#### [WHAT THIS TASK INVOLVES]
In the records below, find the line with "In this exercise you will locate the white baseboard"; retype that line and all the following lines through the end, exactly, and add nothing.

(SOURCE RECORDS Opens)

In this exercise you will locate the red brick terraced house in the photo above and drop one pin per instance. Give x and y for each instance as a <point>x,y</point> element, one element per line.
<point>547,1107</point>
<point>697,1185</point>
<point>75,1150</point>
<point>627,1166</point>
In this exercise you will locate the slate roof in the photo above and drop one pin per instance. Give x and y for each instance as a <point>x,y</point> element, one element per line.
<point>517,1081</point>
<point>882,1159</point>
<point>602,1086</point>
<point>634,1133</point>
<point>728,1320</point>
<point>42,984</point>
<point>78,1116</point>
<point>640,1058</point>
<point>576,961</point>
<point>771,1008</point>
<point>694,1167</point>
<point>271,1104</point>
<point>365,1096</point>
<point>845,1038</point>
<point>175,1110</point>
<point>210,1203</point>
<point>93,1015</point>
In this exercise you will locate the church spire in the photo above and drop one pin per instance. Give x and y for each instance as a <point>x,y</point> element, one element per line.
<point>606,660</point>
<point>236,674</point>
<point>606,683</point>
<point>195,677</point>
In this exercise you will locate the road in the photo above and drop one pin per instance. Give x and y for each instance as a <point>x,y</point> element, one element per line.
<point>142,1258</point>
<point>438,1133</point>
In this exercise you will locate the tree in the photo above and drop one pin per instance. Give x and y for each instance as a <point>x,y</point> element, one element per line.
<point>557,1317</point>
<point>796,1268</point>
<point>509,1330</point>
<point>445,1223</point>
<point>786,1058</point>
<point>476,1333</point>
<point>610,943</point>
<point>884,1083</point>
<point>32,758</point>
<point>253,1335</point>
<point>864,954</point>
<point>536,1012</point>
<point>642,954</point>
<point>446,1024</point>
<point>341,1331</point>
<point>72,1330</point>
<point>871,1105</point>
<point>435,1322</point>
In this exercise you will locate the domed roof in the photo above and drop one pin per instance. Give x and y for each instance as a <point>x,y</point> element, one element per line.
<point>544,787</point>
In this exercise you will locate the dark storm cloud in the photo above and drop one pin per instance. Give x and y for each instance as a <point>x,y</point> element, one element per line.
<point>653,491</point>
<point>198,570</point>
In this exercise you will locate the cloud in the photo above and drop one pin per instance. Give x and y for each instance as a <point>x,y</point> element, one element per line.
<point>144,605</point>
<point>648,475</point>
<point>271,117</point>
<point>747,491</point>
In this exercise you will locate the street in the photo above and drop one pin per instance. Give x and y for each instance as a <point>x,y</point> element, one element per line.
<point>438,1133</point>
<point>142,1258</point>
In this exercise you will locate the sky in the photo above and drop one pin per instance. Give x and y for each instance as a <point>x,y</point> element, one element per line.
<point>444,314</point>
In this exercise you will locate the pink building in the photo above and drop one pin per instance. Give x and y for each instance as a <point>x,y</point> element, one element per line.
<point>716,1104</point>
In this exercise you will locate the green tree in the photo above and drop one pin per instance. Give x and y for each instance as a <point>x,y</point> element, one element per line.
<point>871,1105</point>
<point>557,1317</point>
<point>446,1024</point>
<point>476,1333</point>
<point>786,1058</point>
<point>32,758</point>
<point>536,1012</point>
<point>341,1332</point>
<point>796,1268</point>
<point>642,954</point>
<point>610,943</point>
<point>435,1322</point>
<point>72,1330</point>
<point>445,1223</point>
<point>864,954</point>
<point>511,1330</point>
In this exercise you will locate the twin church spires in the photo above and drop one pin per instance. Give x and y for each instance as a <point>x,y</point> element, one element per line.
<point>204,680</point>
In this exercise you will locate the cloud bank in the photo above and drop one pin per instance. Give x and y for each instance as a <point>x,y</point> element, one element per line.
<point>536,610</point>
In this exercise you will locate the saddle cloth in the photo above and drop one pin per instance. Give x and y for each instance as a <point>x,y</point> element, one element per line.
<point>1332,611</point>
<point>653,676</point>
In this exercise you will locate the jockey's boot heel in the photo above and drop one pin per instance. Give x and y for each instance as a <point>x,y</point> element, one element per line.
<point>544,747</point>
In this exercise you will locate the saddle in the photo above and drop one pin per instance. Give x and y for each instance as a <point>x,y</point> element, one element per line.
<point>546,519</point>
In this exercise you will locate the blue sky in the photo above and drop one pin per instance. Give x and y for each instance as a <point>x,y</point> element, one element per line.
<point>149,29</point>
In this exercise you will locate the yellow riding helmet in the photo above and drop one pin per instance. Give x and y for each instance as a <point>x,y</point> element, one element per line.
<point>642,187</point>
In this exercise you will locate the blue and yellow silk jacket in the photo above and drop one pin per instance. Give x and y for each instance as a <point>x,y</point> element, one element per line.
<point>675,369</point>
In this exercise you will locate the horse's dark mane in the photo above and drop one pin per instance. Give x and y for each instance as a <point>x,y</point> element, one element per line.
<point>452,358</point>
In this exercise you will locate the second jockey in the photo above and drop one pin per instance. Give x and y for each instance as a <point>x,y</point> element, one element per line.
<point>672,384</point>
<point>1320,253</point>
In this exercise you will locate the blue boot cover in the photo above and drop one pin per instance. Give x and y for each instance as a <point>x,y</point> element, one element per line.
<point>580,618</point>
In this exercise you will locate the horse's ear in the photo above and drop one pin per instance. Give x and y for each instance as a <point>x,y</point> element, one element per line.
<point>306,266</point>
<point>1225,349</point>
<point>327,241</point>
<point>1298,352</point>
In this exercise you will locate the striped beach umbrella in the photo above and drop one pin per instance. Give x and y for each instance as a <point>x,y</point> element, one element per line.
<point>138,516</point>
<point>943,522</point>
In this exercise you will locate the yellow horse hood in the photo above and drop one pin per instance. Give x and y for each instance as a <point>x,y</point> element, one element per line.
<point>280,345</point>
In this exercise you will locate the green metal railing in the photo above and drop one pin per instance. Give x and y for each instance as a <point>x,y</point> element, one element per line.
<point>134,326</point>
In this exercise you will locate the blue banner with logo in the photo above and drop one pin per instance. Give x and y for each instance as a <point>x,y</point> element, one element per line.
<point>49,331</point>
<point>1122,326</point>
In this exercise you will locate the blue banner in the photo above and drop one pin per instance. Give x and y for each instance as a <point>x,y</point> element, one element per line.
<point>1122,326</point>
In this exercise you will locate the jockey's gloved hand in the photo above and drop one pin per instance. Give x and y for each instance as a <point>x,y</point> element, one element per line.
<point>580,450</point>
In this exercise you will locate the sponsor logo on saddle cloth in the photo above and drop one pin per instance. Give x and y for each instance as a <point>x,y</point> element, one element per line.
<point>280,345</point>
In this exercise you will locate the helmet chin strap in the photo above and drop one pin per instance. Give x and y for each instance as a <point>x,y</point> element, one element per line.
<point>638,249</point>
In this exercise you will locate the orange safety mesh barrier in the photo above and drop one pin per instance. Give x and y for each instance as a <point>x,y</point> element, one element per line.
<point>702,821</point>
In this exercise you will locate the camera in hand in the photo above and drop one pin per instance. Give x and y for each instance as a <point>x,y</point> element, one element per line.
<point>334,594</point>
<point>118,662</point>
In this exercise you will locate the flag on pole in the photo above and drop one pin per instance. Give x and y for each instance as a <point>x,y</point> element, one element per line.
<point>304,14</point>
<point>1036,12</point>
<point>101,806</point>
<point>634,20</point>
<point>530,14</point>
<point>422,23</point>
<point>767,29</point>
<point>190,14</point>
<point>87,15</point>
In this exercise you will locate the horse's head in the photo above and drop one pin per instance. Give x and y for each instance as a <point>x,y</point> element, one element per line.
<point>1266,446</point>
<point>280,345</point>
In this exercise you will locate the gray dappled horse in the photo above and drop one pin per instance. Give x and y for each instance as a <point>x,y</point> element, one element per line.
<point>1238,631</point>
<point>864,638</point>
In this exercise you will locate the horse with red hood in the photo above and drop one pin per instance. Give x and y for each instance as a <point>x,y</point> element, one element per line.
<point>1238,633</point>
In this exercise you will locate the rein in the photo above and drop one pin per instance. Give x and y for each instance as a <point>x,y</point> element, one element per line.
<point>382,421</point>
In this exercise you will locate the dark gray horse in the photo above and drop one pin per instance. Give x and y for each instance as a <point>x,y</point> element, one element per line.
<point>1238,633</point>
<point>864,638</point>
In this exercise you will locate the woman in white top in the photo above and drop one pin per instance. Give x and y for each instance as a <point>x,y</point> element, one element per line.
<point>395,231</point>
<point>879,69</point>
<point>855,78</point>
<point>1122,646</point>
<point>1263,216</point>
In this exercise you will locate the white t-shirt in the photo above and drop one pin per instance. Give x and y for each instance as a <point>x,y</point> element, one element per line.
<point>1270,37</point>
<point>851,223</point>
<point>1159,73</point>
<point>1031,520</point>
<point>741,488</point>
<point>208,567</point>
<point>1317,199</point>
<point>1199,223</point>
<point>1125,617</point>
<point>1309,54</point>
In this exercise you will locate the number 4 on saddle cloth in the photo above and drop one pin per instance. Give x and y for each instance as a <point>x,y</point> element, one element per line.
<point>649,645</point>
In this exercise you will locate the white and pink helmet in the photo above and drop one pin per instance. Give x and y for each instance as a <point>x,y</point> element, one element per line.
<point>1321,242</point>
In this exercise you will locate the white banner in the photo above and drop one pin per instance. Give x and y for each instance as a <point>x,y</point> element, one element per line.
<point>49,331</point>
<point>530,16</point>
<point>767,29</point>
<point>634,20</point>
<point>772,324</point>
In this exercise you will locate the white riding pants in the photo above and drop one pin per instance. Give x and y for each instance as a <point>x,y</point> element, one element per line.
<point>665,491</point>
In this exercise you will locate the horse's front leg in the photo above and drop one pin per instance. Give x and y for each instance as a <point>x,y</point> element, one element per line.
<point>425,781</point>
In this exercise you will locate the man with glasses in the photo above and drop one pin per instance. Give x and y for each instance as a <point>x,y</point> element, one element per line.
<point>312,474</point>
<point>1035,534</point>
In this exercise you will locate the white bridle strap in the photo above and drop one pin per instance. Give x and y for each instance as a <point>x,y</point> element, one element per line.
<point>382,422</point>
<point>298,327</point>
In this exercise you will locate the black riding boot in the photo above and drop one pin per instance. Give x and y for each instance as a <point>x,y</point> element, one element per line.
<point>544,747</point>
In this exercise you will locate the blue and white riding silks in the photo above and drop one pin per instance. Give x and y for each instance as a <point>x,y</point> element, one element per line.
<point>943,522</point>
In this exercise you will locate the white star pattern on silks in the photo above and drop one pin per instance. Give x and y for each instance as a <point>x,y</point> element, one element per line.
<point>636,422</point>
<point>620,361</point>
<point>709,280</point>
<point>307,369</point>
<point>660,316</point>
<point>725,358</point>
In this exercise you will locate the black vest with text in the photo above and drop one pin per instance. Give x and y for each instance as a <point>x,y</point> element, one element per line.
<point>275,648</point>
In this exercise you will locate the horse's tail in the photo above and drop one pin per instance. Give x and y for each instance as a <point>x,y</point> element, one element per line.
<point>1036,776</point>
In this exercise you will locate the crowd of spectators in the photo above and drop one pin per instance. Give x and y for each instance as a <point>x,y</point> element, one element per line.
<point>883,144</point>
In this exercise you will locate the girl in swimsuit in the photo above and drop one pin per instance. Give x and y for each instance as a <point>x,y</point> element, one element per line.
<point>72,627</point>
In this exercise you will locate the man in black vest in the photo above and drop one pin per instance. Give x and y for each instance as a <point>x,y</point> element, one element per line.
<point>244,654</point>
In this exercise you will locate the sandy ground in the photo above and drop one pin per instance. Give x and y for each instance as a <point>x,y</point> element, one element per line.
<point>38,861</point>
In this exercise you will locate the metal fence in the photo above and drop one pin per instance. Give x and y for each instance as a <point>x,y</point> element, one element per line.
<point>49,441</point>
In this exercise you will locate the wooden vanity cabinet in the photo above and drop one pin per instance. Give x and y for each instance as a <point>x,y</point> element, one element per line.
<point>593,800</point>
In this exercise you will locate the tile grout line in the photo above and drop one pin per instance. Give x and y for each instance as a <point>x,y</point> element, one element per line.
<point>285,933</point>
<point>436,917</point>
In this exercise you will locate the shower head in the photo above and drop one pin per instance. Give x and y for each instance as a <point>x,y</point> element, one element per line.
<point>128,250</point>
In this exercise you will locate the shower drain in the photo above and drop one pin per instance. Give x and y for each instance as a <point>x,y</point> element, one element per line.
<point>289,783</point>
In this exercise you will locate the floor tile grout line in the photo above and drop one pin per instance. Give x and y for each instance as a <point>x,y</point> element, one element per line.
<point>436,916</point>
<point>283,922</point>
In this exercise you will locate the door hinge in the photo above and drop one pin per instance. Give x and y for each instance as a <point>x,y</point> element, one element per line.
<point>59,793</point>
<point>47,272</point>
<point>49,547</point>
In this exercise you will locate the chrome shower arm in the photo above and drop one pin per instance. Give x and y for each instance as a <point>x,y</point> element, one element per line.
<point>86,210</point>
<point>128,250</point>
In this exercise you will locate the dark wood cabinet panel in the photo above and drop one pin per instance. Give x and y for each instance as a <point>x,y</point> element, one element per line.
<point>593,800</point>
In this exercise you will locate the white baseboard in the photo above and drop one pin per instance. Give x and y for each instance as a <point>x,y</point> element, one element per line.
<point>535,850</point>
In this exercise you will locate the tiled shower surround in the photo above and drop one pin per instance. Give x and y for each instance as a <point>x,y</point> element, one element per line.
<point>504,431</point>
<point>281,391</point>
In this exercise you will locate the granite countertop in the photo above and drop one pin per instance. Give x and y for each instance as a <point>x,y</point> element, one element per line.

(SOURCE RECORDS Closes)

#### [TASK OUTPUT]
In this exercise you will locate the white baseboard in the photo above and drop one pin per instance. Give x and y for each instance as a <point>x,y</point> element, one element per line.
<point>535,850</point>
In this exercise you will locate the tiled shower surround in the photo above and drop one pin per instance. Give x and y for each instance as a <point>x,y</point> element, one element per line.
<point>504,431</point>
<point>281,391</point>
In this exercise you will locate the granite countertop in the photo above and drop one pin per instance. Give x and y for each instance as a <point>x,y</point> element, one element per line.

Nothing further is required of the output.